Aim of the exercise: Print out the records that follow, exactly and completely.

Data excerpts:
* * * * * * * * *

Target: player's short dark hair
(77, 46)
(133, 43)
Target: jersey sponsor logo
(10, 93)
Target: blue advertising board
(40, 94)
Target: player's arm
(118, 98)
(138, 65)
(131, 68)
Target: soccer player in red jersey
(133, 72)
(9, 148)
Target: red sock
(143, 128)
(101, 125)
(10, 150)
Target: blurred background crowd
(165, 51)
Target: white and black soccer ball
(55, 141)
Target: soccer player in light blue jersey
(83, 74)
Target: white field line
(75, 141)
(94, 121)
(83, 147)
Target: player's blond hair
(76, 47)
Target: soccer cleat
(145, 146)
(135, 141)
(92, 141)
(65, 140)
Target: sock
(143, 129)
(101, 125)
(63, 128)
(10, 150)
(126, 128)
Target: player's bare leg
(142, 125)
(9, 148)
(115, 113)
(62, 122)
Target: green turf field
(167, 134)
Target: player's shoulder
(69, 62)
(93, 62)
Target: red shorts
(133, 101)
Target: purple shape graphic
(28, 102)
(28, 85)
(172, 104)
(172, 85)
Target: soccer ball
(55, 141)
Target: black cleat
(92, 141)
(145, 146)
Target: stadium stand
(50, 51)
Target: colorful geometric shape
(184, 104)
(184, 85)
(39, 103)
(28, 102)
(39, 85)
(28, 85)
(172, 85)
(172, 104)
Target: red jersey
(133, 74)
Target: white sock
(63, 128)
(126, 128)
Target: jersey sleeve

* * * * * * * * *

Result of this exercise:
Target: player's short dark hair
(77, 46)
(133, 43)
Target: jersey sponsor logo
(10, 93)
Target: blue advertising board
(40, 94)
Target: player's arm
(118, 98)
(138, 65)
(131, 68)
Target: soccer player in red jersey
(133, 72)
(9, 148)
Target: red sock
(143, 128)
(101, 125)
(10, 150)
Target: blurred background crowd
(165, 51)
Target: white and black soccer ball
(55, 141)
Target: soccer player in light blue jersey
(83, 74)
Target: white field line
(75, 141)
(94, 121)
(83, 147)
Target: player's blond hair
(76, 47)
Target: soccer cleat
(145, 146)
(135, 141)
(92, 141)
(65, 140)
Target: sock
(143, 129)
(101, 125)
(63, 128)
(10, 150)
(126, 128)
Target: player's bare leg
(142, 125)
(9, 148)
(115, 113)
(62, 122)
Target: green turf field
(167, 134)
Target: player's shoulder
(69, 62)
(93, 62)
Target: red shorts
(133, 101)
Target: purple shape graphic
(28, 102)
(28, 85)
(172, 104)
(172, 85)
Target: soccer ball
(55, 141)
Target: black cleat
(92, 141)
(145, 146)
Target: stadium stand
(50, 51)
Target: colorful geometric shape
(184, 104)
(184, 85)
(39, 103)
(28, 102)
(39, 85)
(28, 85)
(172, 85)
(172, 104)
Target: red jersey
(133, 74)
Target: white sock
(63, 128)
(126, 128)
Target: jersey sleeve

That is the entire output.